■ SELECTION ■
MARK STEVENS: I'd like to welcome Kenny Perry to the media center, our defending champion for the Waste Management Phoenix Open. If you'd talk a little bit about how it played today, how the golf course was, and then a little bit about coming back to defend this year.
KENNY PERRY: Well, it's always great to be back. This is probably one of my top five tournaments on TOUR. I always look forward to this week. To me the golf course is a golf course that's just fun to play. I just like going out there and playing. It's not overly long. There's a lot of risk-reward holes out there, and it's just fun, the atmosphere with the galleries and with the famous 16th hole and everything.
I thought the golf course played great. It's in great shape, fairways are good, greens are up to speed. They're firm. I think you're going to see some guys shoot some good rounds. I think with the rain that's been in here over the weekend -- I think the desert has had a lot of rain. You're above schedule on rain, I think, and you're going to see some really good shots and a lot of good scoring. I think I won last year at 14-under, so I think it's going to be lower this year.
The rough is up but it's playable; you can actually move it on some holes. You can actually still get it on the green out of the rough. I think last year the rough was very penal; if you hit it in the rough, it was chip out and struggle from there.
I drove it nicely today. I think I shot 5-under, but all the pins were right in the middle of the green, and it was actually a fun round of golf today, so I had a good time.

Q. What was it like going around, even though it's pro-am, as the defending champion? Did people recognize you, and this place I assume they're yelling out a lot of things?
KENNY PERRY: Well, yeah, it's been very positive, very encouraging today. I had a lot of people want their pictures made with me. I heard "defending champ" pretty much from the first tee all the way to the last tee. That's always a special feeling. It's even hard to win one tournament, and when you finally get a win at a place, how everybody supports you is pretty special.

Q. How are the green speeds compared to last weekend?
KENNY PERRY: They're close. They're getting up there. I think the TOUR will probably have them pretty close to the same speed. You know, these greens are a lot flatter than last week. Last week has a lot of rolls and buried elephants I call it in the green, and you can get some really slippery putts where -- for true speed, I think these are pretty close to those. They've got them up there. I know when I was here last week practicing they were fairly slow. I was amazed a couple days ago how fast they got them ready for the tournament, so they're ready to go.

Q. You were discussing this, but everybody knows the reputation of this tournament and the noise and the fun, but golf is a game as you grew up playing it, silence and shh. Was it tough to adapt? Did you hear from other players who had played here before you what it was like, and when you finally arrived here what was your reaction?
KENNY PERRY: I think it was pretty intimidating at first. I think guys like me, I'm a 25-year guy out here, so you don't pretty much -- you listen to the young kids in the locker room, and a lot of people don't come here because of that hole. They won't play here because they don't want people yelling at them and stuff. So I've seen that end of it.

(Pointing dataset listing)
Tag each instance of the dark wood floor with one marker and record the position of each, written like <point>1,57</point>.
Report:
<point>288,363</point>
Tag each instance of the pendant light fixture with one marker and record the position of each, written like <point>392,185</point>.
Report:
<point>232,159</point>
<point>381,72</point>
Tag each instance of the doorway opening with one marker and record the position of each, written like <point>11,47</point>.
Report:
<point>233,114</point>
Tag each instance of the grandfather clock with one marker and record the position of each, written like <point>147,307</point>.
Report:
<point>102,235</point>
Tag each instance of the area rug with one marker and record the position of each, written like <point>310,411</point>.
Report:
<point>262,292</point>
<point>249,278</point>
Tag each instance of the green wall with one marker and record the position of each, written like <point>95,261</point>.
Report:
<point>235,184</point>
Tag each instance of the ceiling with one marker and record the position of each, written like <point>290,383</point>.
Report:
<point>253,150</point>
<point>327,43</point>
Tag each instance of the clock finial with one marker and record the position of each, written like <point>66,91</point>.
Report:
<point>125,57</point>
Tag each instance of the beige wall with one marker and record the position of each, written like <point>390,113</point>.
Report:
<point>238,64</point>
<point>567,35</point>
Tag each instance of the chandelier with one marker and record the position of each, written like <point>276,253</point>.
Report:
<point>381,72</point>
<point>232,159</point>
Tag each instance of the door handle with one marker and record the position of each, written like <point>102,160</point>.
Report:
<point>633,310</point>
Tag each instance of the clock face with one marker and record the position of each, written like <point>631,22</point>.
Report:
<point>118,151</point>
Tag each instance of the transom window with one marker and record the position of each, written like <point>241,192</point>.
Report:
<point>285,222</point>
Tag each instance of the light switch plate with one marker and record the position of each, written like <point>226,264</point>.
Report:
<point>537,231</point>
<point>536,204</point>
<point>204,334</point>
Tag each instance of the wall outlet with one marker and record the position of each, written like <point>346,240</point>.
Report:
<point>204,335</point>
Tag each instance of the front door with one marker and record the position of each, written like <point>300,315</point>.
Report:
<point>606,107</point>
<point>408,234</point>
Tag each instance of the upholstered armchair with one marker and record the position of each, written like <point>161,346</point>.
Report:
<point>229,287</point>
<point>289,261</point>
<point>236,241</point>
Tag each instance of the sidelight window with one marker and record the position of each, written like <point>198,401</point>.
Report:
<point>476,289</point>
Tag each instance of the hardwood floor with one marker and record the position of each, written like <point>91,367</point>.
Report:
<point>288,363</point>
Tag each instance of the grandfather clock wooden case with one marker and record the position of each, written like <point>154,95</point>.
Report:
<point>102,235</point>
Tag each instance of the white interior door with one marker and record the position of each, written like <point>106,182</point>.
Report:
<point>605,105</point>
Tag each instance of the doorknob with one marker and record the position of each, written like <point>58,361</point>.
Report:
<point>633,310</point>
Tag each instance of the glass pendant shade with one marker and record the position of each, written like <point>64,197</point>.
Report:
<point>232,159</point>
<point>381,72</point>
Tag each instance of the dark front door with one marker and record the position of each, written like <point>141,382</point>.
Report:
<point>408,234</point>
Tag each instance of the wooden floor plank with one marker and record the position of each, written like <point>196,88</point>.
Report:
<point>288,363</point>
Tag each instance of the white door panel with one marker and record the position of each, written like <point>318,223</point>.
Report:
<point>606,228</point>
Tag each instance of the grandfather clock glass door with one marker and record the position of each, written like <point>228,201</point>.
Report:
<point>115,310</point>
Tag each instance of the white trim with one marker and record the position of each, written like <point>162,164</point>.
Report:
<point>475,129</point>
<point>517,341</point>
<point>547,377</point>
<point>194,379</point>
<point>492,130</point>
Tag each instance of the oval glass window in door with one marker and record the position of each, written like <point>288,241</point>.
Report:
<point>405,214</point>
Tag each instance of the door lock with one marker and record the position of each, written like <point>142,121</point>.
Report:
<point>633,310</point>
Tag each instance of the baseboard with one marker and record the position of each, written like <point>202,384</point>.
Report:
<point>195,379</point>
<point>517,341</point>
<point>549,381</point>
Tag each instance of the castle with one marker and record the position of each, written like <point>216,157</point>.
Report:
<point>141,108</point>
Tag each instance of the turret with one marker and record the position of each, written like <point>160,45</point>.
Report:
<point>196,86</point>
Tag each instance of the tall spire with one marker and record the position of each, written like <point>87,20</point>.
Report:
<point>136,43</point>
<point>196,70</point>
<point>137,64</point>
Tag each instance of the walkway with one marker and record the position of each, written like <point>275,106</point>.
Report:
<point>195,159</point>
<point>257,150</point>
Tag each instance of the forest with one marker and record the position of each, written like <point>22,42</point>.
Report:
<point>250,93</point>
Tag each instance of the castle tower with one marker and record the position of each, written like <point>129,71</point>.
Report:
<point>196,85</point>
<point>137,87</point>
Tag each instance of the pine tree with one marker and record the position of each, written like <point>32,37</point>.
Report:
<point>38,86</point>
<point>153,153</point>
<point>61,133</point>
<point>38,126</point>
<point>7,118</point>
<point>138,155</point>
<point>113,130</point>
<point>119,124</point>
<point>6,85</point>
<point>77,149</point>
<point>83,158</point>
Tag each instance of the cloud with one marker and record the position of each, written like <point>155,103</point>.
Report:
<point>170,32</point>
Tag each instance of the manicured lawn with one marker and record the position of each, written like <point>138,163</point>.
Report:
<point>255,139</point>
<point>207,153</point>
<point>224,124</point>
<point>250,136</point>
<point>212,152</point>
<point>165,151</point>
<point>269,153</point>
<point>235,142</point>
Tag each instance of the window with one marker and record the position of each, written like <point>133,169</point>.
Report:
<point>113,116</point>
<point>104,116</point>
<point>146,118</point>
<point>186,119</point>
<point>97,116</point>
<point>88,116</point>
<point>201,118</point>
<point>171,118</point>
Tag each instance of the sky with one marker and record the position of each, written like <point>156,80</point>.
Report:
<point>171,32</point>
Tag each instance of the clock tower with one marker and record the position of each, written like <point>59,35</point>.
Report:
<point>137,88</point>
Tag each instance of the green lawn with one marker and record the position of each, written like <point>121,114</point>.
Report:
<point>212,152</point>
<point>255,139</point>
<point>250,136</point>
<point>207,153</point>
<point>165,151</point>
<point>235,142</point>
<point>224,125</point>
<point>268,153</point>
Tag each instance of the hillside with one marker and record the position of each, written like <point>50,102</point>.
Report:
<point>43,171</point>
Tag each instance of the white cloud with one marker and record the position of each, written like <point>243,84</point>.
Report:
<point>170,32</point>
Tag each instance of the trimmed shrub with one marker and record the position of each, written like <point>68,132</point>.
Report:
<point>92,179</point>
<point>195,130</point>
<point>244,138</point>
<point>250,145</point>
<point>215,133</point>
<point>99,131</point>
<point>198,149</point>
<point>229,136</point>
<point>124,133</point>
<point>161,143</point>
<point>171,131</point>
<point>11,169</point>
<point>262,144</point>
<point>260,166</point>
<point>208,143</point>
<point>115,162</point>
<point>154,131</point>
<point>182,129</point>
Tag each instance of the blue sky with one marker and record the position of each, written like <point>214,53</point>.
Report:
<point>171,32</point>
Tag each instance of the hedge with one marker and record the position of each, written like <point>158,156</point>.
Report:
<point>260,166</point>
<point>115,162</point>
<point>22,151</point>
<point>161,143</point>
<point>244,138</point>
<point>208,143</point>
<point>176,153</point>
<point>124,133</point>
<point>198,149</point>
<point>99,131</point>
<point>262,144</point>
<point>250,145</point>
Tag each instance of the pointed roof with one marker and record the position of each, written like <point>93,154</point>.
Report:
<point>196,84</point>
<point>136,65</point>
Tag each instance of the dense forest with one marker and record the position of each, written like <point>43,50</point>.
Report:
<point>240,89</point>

■ TASK ■
Extend the press conference transcript with Kenny Perry, picking up after its final sentence. This listing was taken from a different source than the press conference transcript.

■ RESPONSE TO THE TASK ■
But yet all in all, most of the guys really enjoy it. It's only one hole a year. We really don't have this atmosphere anywhere else on the PGA TOUR. Kind of 17 at Warwick Hills in Flint was kind of like that, but not near the vocal level. There was a couple other holes.
It's truly unique -- it's a fun hole. You know you're going to get booed if you miss the green. I birdied it three times last year, three out of the four times I played it last year, so it was a very special hole for me last year.

Q. What's the most creative thing you've heard from a fan at 16?
KENNY PERRY: I don't know how creative it was. I think they had a computer out and Googled my name. But they knew I liked old cars, they knew I liked motorcycles, what college I went to, I went to Western Kentucky. They knew my fight song, they knew who the mascot was. It was pretty neat. You know, they kind of pull up little odds and ends stuff and they're yelling at you the whole time, which is cool. They're not yelling anything negative at you, they're just telling you what you already know, and I think that's pretty neat.

Q. Was that the first time you had heard some of that stuff?
KENNY PERRY: Definitely, definitely. I was not expecting some of that. I've had the, "you've got an ugly sweater on" or I've had a few of those yelled at me. That's more what I was expecting, but I wasn't expecting any of that stuff. That kind of shocked me, which I thought was pretty neat.

Q. Do you try to acknowledge them?
KENNY PERRY: Definitely. You definitely don't want them on your bad side.

Q. Would you like to see the game open up to bigger crowds like this? Is this something that could be good for the game? This is unique, but would you like to see more of it on TOUR?
KENNY PERRY: Well, yeah, I wouldn't have any problem with it. I mean, but there's just -- golf courses cannot handle 100,000 people on it like this course can. Maybe TPC at Sawgrass it's kind of got the stadium, the elevation, where you can get a lot of people out there. But the way most courses we play, it's impossible. You get four, five, six deep around the green you can't see anything if you're standing back there. My wife gets hung back there, she gets to complaining a little bit that she can't see anything.
So the design of this golf course is very unique and it's very special. I think they're going to have to change the way they're thinking about building golf courses for spectators if they're going to want to create this atmosphere, not necessarily the holes, how the holes are laid out, but necessarily how they set up the sides of the holes, the mounding and everything to where you can actually get people around to view what's going on out there.

Q. How does your game compare now coming in to where it was last year when you came?
KENNY PERRY: Well, you know, let's see, I did okay, I remember, at Kapalua, and I think I Top 10'd it at AT&T which I didn't play this year, and I lost first round at both -- I've lost the first round the last three years at the Match Play, so I'm pretty much identical in the same situation I was last year.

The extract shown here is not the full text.